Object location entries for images
----------

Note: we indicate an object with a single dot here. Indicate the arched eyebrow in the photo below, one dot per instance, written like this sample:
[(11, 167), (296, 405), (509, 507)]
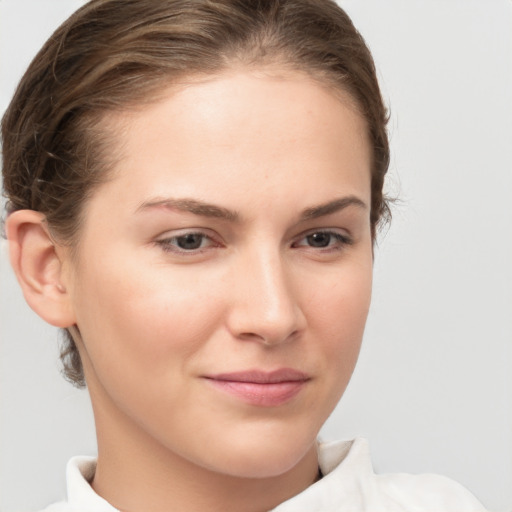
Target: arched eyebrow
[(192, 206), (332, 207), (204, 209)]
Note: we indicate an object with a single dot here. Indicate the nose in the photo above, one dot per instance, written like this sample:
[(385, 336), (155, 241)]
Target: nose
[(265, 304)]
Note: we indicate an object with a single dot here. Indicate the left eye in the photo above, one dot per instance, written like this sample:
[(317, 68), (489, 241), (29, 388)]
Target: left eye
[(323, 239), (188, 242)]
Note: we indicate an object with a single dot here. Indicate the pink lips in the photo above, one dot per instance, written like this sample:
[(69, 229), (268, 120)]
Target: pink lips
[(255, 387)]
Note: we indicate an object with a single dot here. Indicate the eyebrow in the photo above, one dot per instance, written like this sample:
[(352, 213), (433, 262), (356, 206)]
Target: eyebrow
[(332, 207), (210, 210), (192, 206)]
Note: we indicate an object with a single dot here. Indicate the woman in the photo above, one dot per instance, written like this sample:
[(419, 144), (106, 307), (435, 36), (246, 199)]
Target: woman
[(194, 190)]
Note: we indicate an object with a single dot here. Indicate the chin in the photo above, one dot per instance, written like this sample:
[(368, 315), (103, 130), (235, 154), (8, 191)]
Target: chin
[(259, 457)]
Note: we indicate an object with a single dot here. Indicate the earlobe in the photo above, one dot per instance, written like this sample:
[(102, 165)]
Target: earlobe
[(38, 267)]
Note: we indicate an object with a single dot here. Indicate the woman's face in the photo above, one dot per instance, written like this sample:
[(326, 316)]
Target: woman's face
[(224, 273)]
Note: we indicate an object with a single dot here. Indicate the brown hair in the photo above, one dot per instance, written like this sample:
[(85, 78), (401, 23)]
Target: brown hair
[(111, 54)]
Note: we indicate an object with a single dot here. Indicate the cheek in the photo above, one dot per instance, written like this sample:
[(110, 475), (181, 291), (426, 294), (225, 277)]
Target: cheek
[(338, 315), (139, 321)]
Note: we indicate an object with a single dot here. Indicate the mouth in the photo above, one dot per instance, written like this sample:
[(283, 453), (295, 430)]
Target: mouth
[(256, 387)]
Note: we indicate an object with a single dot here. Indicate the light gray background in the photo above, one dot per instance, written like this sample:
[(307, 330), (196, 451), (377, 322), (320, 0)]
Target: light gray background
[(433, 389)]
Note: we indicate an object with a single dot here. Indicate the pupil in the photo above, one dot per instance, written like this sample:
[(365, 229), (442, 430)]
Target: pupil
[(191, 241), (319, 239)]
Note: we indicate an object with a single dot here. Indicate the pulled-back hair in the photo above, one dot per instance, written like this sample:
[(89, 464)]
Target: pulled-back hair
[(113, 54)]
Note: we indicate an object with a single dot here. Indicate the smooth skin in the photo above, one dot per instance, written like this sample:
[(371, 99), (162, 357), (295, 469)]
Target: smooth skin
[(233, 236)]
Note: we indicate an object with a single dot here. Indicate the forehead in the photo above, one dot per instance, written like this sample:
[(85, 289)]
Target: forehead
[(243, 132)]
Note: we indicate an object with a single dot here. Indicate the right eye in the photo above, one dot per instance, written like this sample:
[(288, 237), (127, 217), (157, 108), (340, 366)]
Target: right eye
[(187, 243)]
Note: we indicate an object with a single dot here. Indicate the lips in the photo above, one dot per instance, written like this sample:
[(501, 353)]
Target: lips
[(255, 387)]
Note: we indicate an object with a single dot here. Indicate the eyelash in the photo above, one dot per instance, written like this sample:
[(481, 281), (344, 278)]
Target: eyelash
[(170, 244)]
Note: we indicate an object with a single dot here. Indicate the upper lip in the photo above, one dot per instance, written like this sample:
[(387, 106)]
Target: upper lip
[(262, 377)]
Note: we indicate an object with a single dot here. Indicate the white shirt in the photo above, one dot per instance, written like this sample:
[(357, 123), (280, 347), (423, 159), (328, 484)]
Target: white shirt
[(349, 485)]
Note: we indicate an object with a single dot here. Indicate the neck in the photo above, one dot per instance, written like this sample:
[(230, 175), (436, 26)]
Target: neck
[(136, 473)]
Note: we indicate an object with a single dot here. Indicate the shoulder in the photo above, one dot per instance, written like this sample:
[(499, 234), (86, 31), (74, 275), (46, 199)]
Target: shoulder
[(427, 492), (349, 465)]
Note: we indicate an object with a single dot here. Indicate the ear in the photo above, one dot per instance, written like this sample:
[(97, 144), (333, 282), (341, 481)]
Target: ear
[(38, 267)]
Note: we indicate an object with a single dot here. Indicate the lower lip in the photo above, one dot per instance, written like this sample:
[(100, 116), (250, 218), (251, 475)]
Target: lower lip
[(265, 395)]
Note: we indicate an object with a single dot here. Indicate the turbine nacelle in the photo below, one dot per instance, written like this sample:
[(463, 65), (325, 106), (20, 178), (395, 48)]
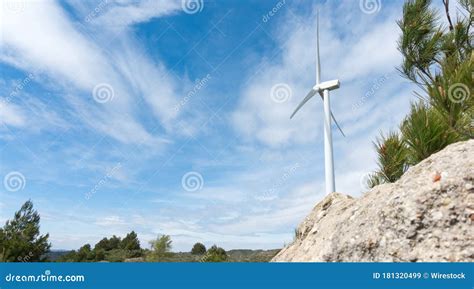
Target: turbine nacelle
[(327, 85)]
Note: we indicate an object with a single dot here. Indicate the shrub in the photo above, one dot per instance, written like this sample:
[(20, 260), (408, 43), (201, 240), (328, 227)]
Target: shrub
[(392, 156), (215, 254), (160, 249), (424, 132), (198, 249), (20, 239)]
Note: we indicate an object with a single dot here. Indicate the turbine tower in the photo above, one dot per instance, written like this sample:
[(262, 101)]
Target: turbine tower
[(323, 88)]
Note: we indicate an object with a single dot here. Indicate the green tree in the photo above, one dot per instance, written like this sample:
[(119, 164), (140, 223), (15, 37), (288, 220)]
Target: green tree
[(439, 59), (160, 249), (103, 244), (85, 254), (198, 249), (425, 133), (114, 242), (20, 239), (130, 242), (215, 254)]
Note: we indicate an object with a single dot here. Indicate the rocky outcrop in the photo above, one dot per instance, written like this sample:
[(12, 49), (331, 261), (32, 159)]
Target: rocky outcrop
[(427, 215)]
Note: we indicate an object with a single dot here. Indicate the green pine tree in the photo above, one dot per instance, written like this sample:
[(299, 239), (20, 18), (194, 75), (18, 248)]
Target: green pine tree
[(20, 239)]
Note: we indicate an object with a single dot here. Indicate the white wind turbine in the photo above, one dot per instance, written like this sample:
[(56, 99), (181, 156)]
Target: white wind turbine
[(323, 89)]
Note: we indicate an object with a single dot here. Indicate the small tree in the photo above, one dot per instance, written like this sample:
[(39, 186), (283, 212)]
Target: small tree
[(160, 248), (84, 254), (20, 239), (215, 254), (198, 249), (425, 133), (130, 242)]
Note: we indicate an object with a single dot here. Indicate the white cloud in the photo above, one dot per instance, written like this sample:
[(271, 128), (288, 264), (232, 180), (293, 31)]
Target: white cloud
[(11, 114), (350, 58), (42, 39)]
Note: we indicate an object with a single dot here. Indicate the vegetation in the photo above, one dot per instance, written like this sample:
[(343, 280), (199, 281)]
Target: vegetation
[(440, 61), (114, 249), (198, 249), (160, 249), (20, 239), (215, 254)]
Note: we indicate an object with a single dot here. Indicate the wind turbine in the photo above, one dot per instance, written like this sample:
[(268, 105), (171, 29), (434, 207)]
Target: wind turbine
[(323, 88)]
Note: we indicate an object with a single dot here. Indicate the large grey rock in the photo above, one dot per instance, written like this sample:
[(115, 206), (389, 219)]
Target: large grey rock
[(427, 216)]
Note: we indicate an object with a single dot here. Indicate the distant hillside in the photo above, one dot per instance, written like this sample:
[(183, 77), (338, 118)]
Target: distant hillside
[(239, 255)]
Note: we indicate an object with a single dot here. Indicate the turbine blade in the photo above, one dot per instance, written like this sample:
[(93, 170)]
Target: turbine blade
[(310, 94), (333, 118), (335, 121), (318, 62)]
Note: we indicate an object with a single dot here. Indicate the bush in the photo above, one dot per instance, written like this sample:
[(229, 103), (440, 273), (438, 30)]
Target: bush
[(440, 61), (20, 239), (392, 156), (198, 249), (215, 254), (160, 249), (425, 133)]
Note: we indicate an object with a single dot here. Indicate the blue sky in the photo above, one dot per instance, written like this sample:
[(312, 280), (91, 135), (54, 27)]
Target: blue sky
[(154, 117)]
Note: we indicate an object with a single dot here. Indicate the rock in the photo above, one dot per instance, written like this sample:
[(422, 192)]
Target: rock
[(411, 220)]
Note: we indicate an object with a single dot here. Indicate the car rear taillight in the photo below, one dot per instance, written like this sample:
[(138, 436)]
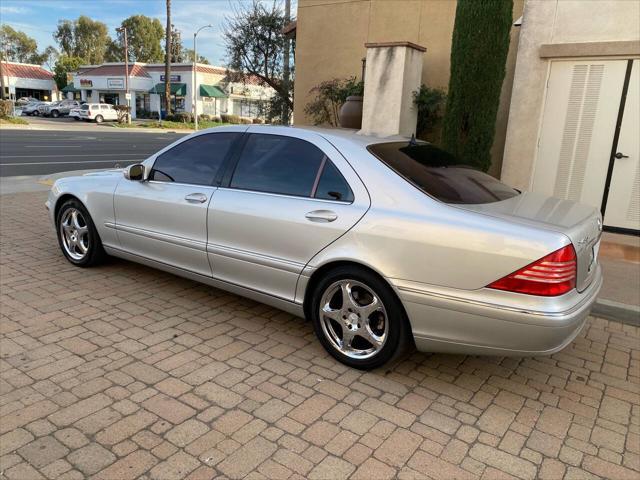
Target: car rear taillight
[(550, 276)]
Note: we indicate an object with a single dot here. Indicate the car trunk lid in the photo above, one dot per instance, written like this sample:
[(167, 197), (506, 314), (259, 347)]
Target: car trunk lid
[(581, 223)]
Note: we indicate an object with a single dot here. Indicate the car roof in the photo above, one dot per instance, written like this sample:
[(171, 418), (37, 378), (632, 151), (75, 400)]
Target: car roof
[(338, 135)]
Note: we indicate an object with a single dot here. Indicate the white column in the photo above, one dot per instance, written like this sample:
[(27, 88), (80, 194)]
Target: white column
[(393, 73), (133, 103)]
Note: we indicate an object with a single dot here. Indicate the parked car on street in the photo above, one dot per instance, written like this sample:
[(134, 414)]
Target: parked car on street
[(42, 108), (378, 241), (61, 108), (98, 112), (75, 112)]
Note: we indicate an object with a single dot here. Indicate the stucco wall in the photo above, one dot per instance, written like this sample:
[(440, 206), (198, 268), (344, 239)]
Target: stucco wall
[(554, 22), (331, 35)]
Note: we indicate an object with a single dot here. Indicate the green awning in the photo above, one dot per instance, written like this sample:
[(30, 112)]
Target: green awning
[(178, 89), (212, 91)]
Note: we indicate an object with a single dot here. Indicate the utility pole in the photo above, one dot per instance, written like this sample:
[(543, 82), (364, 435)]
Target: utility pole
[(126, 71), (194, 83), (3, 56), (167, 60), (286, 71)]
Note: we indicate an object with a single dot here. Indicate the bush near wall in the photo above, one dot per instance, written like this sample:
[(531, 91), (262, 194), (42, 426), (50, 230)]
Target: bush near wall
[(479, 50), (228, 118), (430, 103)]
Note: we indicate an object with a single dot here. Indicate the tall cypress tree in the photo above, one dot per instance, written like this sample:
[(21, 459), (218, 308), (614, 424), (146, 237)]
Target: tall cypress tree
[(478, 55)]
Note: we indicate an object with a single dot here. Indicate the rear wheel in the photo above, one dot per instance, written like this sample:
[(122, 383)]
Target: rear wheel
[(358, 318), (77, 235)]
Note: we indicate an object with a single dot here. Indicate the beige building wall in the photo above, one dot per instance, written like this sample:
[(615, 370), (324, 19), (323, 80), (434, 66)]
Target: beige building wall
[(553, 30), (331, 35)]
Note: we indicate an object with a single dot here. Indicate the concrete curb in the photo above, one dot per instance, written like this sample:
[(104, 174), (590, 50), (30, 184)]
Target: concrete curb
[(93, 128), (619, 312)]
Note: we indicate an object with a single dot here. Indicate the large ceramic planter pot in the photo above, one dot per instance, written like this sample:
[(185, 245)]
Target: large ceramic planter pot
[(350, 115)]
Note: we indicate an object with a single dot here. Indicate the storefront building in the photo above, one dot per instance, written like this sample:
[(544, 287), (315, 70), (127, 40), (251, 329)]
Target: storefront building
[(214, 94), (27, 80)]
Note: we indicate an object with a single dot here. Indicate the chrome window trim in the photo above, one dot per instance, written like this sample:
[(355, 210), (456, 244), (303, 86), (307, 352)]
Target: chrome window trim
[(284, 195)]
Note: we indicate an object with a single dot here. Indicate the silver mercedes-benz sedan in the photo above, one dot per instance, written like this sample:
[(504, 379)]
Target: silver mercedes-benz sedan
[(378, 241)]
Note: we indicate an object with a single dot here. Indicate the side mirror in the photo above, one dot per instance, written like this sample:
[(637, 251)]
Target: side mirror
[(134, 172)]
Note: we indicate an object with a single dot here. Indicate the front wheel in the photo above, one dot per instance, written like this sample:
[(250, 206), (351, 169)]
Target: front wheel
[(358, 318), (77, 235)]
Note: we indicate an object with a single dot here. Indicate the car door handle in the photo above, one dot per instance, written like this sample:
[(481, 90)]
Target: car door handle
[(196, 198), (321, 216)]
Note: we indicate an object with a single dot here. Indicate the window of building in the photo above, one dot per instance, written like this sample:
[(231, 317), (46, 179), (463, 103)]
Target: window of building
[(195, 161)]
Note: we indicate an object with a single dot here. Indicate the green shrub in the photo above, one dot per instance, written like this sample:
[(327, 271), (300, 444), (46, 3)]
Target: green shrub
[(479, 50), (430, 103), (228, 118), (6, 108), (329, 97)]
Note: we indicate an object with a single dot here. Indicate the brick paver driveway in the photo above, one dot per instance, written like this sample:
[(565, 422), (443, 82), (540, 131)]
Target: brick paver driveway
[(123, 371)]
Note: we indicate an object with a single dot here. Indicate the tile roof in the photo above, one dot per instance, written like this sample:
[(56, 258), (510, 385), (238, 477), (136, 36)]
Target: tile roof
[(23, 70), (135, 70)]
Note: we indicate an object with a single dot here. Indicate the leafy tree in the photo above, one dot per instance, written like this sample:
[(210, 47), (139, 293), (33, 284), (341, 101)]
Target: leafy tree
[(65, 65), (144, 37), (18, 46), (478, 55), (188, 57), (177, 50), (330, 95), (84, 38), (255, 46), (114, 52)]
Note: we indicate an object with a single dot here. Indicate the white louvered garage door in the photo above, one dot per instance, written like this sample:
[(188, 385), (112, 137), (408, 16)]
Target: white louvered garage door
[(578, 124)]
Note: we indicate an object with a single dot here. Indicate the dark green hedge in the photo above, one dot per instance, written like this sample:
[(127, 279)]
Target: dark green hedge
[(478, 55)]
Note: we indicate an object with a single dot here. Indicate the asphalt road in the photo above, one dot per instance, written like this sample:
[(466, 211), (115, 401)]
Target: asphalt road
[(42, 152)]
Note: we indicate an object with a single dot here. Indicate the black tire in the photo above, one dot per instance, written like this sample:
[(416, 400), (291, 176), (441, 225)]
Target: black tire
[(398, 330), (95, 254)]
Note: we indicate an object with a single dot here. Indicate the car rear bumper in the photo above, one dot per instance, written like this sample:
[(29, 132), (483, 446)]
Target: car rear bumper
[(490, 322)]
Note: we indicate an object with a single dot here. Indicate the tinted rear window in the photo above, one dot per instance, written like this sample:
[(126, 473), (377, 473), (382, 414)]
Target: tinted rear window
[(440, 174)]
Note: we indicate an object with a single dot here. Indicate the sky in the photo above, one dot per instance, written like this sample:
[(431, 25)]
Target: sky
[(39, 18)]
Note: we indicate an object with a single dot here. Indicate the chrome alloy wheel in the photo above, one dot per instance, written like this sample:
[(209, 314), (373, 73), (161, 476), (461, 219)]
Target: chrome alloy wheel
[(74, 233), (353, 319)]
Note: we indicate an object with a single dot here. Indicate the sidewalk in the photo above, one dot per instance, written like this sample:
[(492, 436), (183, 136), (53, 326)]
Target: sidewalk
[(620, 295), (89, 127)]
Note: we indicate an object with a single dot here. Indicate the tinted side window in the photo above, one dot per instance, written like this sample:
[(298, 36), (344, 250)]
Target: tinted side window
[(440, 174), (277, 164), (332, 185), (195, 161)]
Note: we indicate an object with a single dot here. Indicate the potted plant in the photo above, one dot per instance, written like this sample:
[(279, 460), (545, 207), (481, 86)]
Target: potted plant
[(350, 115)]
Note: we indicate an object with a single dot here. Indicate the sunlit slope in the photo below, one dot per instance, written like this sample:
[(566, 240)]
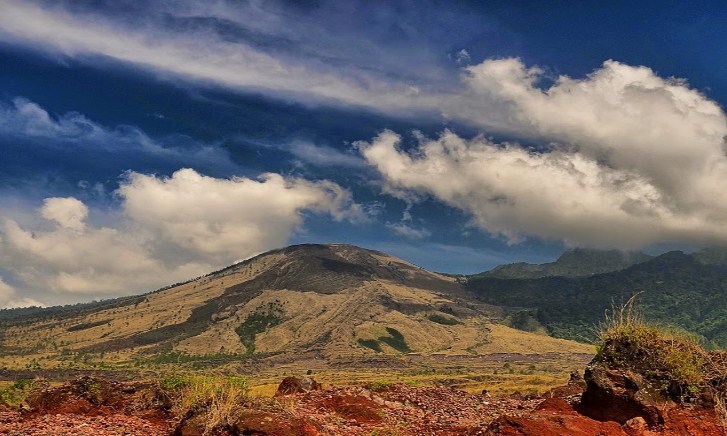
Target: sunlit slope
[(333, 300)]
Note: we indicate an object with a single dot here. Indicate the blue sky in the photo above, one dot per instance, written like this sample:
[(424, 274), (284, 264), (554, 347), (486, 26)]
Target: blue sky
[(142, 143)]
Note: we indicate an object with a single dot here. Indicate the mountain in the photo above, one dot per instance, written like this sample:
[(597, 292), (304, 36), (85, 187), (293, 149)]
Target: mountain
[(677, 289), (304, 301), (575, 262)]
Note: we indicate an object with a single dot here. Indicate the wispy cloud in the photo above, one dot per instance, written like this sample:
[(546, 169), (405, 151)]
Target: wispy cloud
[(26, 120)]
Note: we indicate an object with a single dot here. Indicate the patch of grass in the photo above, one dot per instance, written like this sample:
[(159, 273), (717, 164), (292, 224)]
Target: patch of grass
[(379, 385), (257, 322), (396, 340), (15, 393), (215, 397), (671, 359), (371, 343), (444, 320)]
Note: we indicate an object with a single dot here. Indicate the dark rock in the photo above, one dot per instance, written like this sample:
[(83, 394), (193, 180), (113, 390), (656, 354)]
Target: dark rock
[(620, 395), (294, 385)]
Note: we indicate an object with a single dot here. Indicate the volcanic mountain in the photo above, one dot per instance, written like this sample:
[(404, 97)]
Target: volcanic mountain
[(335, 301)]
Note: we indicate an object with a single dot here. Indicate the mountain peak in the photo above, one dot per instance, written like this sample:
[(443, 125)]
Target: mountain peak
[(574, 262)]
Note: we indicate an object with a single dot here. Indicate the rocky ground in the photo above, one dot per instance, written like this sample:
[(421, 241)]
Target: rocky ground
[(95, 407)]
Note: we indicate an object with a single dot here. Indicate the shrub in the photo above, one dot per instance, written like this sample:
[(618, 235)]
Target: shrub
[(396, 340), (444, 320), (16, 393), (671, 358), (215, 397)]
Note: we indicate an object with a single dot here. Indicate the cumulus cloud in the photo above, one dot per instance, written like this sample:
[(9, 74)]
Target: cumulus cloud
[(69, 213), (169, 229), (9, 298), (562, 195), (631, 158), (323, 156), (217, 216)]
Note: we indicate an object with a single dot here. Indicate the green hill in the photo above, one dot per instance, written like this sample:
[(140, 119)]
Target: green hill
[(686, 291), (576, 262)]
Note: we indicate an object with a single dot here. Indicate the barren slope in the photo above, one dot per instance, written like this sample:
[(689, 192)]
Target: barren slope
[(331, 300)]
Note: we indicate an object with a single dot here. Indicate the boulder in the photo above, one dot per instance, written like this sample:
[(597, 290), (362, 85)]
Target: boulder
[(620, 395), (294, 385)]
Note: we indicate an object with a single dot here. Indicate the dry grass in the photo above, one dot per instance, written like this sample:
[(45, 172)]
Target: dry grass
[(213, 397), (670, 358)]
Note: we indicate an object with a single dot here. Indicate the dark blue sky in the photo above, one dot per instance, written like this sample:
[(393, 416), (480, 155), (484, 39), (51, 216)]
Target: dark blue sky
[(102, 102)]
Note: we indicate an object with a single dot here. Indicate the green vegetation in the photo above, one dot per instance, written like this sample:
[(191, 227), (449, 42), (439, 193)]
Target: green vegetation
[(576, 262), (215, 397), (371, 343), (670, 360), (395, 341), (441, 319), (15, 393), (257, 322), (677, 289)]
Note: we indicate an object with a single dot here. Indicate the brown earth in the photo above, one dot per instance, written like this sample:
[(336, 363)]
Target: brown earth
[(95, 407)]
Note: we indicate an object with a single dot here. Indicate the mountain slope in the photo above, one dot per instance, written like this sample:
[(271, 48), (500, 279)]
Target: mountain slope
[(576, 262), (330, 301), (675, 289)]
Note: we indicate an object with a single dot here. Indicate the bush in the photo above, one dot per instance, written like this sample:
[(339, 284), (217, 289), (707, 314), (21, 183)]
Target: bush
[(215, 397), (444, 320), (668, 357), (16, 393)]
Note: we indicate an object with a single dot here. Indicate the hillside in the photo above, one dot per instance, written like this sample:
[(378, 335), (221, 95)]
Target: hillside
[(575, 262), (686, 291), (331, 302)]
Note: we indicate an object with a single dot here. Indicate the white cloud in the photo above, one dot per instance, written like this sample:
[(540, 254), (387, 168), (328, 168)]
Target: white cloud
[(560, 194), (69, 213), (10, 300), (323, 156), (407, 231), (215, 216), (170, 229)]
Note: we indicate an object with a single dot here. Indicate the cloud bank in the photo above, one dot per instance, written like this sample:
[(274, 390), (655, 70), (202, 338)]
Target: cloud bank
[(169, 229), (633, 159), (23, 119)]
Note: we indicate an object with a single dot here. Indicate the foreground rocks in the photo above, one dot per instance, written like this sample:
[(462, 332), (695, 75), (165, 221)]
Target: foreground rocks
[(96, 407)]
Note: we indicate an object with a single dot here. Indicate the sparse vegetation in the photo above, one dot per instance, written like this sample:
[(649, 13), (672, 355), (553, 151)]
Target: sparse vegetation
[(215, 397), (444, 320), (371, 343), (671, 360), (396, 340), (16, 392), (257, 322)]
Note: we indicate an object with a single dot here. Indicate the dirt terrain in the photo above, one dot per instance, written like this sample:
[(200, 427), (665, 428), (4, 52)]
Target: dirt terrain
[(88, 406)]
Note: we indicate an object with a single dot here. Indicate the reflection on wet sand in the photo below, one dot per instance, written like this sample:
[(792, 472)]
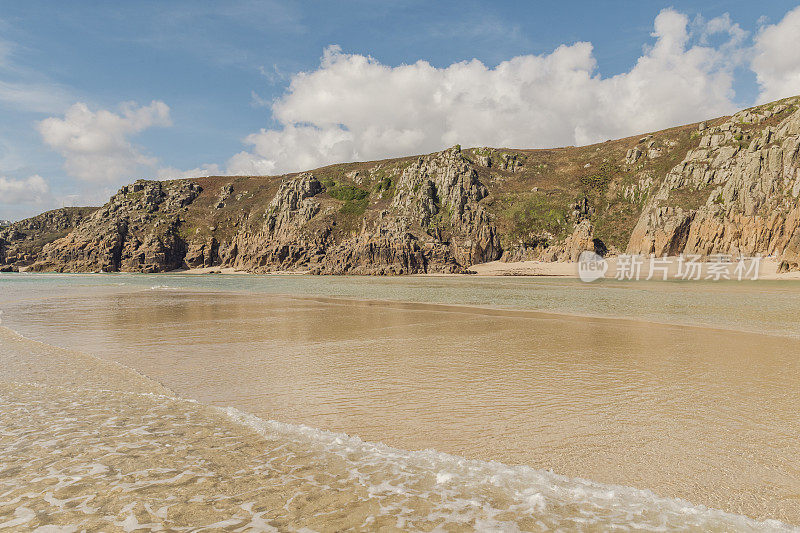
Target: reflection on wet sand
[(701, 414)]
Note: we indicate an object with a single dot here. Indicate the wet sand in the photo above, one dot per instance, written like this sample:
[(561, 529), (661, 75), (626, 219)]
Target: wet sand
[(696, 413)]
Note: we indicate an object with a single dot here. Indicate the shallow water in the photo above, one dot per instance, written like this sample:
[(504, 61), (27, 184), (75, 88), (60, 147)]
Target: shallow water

----------

Please print only the rows above, verbatim, starting at the line that contains "the side mirror" and ending at the line that contains "[(479, 50), (430, 103), (228, 118), (6, 108), (329, 97)]", with both of those lines included.

▸ Worked solution
Note: we indicate an object with a single dot here. Indicate the side mirror in the photo above, one dot per instance, written like this sample:
[(637, 251)]
Target: side mirror
[(134, 172)]
Note: we indicate an object with a single dot here. Indicate the front wheel in the photo above, one dot per instance, written like this sample:
[(250, 206), (351, 169)]
Target: front wheel
[(358, 318), (77, 235)]
Note: we indicate an object with a single dot here. Indicate the car door handle in the photo above, one dot per instance, written like this sample:
[(481, 90)]
Target: car door handle
[(196, 198), (321, 216)]
Note: we indicate an object with a single dot here. Indicate the window of building in the photo above, one dot per instance, written like this sample:
[(231, 317), (46, 179), (463, 103)]
Target: window of building
[(195, 161)]
Note: we indicate an object with a single dot here. Indicate the green shrub in the photo above, one dot per instance, written like this sample:
[(327, 271), (300, 444), (46, 3)]
Target: green shrub
[(479, 50), (430, 103), (228, 118), (6, 108), (329, 97)]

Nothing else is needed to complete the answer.